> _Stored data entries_
◆ ◆ ◆ ◆ ◆

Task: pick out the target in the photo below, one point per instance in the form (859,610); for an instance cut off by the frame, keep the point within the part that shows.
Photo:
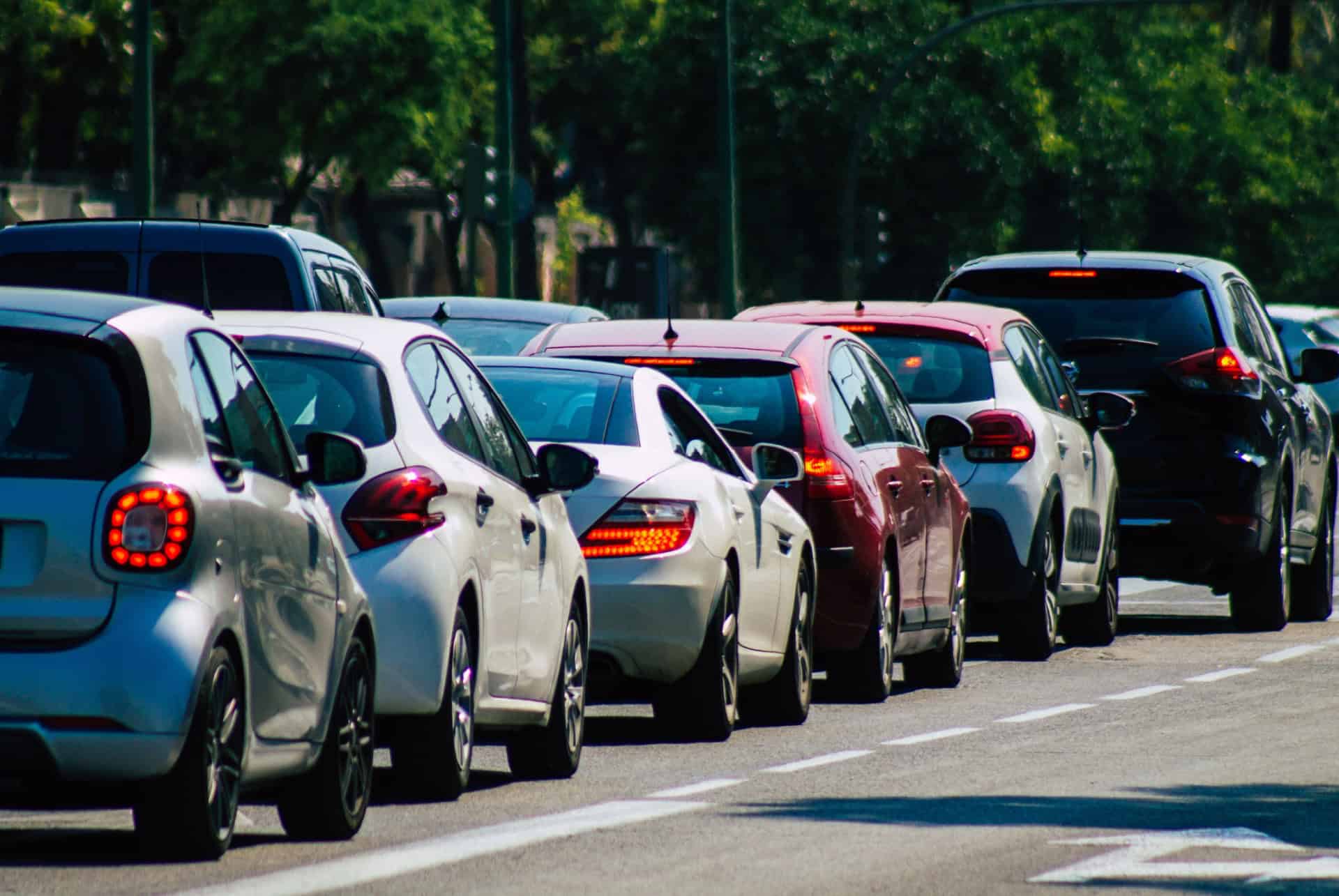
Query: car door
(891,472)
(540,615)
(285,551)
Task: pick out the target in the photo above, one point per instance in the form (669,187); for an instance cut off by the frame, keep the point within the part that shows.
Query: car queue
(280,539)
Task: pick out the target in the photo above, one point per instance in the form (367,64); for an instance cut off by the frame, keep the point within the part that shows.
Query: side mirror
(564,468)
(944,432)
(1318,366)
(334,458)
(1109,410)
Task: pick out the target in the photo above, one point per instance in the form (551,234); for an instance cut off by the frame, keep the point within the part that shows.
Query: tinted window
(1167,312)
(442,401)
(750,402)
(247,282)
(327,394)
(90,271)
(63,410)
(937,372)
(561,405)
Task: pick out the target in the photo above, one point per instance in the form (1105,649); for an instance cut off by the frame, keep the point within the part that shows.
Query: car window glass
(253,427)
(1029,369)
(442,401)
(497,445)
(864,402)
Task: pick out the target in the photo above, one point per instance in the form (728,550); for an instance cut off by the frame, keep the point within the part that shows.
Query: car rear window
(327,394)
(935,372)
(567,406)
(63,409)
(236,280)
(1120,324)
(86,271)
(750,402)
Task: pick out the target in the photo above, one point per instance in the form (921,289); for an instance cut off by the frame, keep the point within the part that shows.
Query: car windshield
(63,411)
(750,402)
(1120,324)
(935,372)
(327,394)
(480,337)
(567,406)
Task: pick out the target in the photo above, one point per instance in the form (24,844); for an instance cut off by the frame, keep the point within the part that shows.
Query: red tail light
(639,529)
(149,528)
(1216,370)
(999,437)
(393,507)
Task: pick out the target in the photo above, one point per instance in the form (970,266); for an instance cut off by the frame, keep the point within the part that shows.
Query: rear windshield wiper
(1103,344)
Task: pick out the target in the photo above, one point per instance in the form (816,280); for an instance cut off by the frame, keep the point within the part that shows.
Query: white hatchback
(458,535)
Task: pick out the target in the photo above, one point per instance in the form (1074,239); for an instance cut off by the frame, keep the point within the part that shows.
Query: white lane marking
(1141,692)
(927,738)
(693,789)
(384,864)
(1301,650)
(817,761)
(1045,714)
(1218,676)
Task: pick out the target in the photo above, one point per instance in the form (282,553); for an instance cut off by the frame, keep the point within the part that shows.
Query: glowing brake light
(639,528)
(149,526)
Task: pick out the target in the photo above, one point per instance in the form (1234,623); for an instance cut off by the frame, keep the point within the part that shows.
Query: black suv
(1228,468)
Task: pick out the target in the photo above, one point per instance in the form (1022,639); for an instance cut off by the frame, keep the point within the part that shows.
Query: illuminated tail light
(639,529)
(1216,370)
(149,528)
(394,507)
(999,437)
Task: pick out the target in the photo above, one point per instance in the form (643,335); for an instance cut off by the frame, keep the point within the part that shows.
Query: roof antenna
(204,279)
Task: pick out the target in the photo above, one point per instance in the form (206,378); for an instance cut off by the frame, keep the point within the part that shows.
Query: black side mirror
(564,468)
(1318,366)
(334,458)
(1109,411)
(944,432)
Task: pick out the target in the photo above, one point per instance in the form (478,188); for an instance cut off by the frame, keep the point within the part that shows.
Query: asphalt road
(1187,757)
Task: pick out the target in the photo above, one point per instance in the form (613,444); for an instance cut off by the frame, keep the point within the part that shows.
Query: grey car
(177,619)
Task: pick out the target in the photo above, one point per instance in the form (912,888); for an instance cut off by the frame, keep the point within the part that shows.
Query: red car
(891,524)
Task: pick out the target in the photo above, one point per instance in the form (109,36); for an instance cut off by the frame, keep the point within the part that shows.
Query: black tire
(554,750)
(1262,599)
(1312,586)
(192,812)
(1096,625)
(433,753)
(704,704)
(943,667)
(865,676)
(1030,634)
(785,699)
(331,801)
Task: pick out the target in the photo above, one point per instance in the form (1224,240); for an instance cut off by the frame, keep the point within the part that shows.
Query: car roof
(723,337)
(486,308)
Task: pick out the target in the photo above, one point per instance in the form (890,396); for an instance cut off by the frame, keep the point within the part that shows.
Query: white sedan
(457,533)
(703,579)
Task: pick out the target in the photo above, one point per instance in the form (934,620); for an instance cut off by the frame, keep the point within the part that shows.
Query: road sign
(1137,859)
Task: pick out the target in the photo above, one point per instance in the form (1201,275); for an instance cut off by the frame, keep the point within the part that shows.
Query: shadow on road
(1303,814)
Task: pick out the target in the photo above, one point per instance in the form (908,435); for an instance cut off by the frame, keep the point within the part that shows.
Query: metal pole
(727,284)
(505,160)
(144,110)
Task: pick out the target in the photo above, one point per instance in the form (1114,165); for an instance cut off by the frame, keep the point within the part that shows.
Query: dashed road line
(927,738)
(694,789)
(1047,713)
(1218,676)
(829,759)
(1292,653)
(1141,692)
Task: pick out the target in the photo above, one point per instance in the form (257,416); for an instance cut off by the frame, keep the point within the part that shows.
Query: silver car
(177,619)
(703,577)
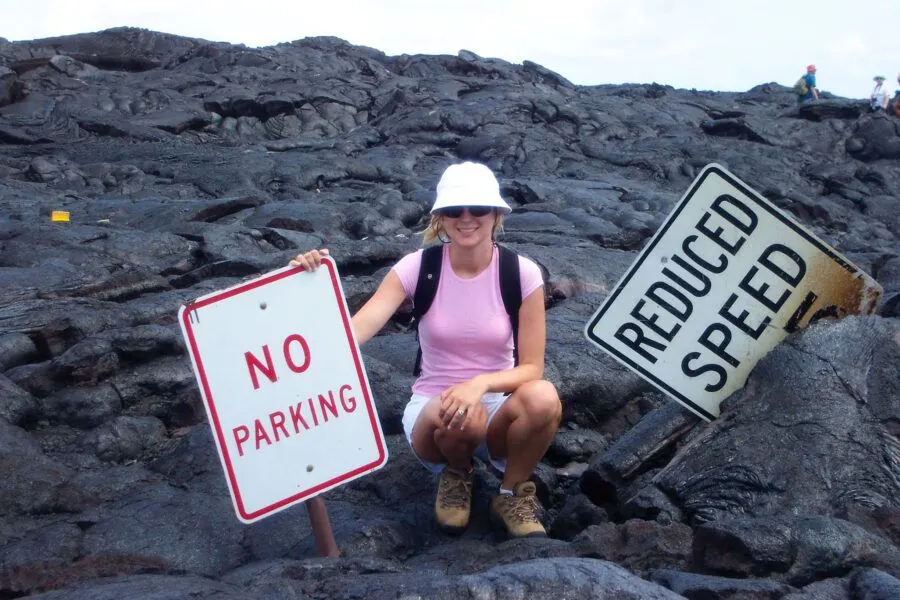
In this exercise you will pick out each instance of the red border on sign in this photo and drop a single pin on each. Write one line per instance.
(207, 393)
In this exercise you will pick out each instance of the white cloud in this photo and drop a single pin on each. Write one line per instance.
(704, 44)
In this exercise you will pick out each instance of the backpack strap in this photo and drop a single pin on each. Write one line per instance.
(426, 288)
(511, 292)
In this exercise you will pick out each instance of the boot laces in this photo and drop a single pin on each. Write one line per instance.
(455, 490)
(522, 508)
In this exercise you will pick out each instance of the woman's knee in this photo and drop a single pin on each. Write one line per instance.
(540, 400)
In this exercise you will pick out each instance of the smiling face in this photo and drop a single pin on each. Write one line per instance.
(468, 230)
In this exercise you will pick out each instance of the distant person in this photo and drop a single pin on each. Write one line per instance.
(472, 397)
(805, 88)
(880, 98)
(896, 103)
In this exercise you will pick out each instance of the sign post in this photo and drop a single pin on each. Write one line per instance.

◆ ◆ ◆ ◆ ◆

> _Problem statement_
Exclude the images, then output the data above word for word.

> _Solution for this task_
Task: pick out the target in the photo below, one point per instance in the form (859,610); for an instance cut off by the frame, keep the point within the part that shows.
Photo:
Query: car door
(891,472)
(540,615)
(285,551)
Task: pick out the target in the photo above, one point per instance in the form (669,187); for an instance cut off by the frame, keep the point within the part that shows.
Query: car queue
(280,539)
Task: pick out the target in the photo above, one point per instance in the form (367,64); for an instance cut off by the frame, keep the point within the part that shows.
Query: side mirror
(564,468)
(944,432)
(1318,366)
(334,458)
(1109,410)
Task: pick out the target in the photo above, one point per instance in the form (551,234); for an instance cut off by the frame, keep the point within the part that shows.
Query: tinted window
(1167,312)
(442,401)
(750,402)
(247,282)
(327,394)
(90,271)
(63,410)
(937,372)
(561,405)
Task: pick out the target in the photo above, one point per instance in the form (1105,649); for an instance cut off by the frame, keep the point within the part that shows.
Query: car window glass
(253,427)
(1029,369)
(442,401)
(497,445)
(864,402)
Task: pick out the target in the photo above, one point per instance in the form (728,550); for an instance cut off by the frame, keep the point within the part that shows.
Query: car rear window
(327,394)
(935,372)
(567,406)
(63,409)
(236,280)
(1120,324)
(86,271)
(750,402)
Task: pick out the target in the photo above, one point per instance in the form (921,289); for an instance cut off by the frame, keep the point within the part that shows.
Query: car windshield
(63,411)
(750,402)
(1120,324)
(935,372)
(327,394)
(480,337)
(567,406)
Task: pick out the target in the photo above, one point per instance in the form (24,844); for an instance cut off by the frame, keep the point within the part that shows.
Query: red tail light
(639,529)
(149,528)
(1216,370)
(999,437)
(393,507)
Task: pick out the target in the photo above, one point per instance in the form (970,266); for an instance cut off by the frame, keep the point within the part that shows.
Query: rear windshield wiper
(1103,344)
Task: pick out the target in the photo above, one point per instance in the form (816,280); for an instance cut off by the frame, keep the point within the part that shows.
Query: white hatchback
(458,535)
Task: pick out the target in the photo above, one point per instance in the form (1074,239); for an instance cut off by the frame, keep the point within the part that shows.
Query: white lane marking
(1141,692)
(927,738)
(693,789)
(384,864)
(1301,650)
(817,761)
(1045,714)
(1218,676)
Task: pick out the target in the photo above, one point per instance in the form (282,553); for an instance cut off by the frame, keep the point within the part that shows.
Query: glowing brake light
(639,528)
(149,526)
Task: pick out the target in the photo above, one point per instance in the form (1234,623); for an instance cut off by the frame, keep the point within the part that shows.
Query: black suv
(1228,468)
Task: pick out the target in the photo above, one point per instance in the form (1022,639); for an instance cut off by the frame, keep the point within the part that shows.
Query: illuminated tail light
(639,529)
(1216,370)
(149,528)
(394,507)
(999,437)
Task: pick out the target in the photo above, one point per instance in the form (643,335); for an instance cut off by the frame, keep the point within the part that shows.
Query: roof antenna
(204,279)
Task: pick out the target in the photo above, one point per instance in the form (206,378); for an instance cut off by the frame, keep the point within the part that shows.
Query: black side mirror
(564,468)
(1318,366)
(334,458)
(1109,411)
(944,432)
Task: pick out the target in the photo above, one point per instance in the form (478,188); for an instance cut off by the frame, keep the point within the part that shows.
Query: asphalt road
(1187,757)
Task: pick out the target in the photo above, one point per instance in the form (613,444); for an instance cut off by the frame, keep the point within the part that shows.
Query: grey car
(177,619)
Task: pick out the target in the photo above, one point per instance in the form (912,888); for an instance cut off by the frame, keep the point within the part that shows.
Query: red car
(891,524)
Task: pick out the target in the photo above, one point per instance in the form (109,36); for an instance cut off by the frame, keep the point within the part that shows.
Query: black tire
(554,750)
(1262,599)
(1312,586)
(192,812)
(1096,625)
(433,753)
(704,704)
(943,667)
(865,676)
(1030,634)
(785,699)
(331,801)
Task: pick out the target in the photo above, one point per instance in the form (1224,240); for an instance cut off by the frame, keep the point within the part that shows.
Query: car roof
(723,337)
(486,308)
Task: pick out the target in the photo above, one point per instance in the form (890,396); for an instance cut off by the frame, keep the point within the part that shows.
Query: white sedan
(457,533)
(703,579)
Task: pick out the target in the photo above, one point per instance in the form (934,620); for an instance cut off by the frame, keep the point within the part that shows.
Query: road sign
(1137,859)
Task: pick out the target in the photo above, one point per instance in the form (1201,275); for an instance cut off by the frame, keep the point within the part that shows.
Query: shadow on road
(1303,814)
Task: pick out the target in the photo above, one point per instance in the form (908,435); for an instance cut off by the frame, keep the point within the part that shows.
Query: metal pole
(727,284)
(505,160)
(144,110)
Task: pick out the target in the photo above, one point per instance in the form (1114,165); for an instance cut off by the frame, keep the point within the part that shows.
Query: dashed road line
(927,738)
(694,789)
(1047,713)
(1218,676)
(829,759)
(1292,653)
(1141,692)
Task: pick out the target in the photo above, one point per instance in the form (257,416); for an instance cut off by the frame, keep the point within the part that shows.
Query: silver car
(177,619)
(703,577)
In this exercise you will pick out each instance of the red border on sign in this photo and drop a single pin on each. Write one line per instance.
(207, 393)
In this exercise you will pick out each instance of the white cloud in this photo and drop a single pin on each. Write one line per instance.
(704, 44)
In this exercise you will pick out each instance of the backpack strap in this photo and drop a single pin on each. Write one line per instance.
(426, 288)
(511, 292)
In this exercise you will pick out each instance of the boot laces in this photo and drop a single pin on each. Write one line per instance.
(455, 490)
(522, 508)
In this exercise you will pick out each instance of the woman's knee in this photo and drop a single pin on each. Write one line per instance.
(540, 400)
In this exercise you will pick out each instance of the smiling face in this photo and drop a single pin on each. Write one line per instance.
(468, 230)
In this exercise you will pick out each instance of the distant person in this photo and drop a single pin on each. Write one line per instance.
(472, 397)
(805, 88)
(880, 98)
(896, 103)
In this exercise you will pick out each instance of the sign post in this photo and drop a single pin on each. Write one line per instance.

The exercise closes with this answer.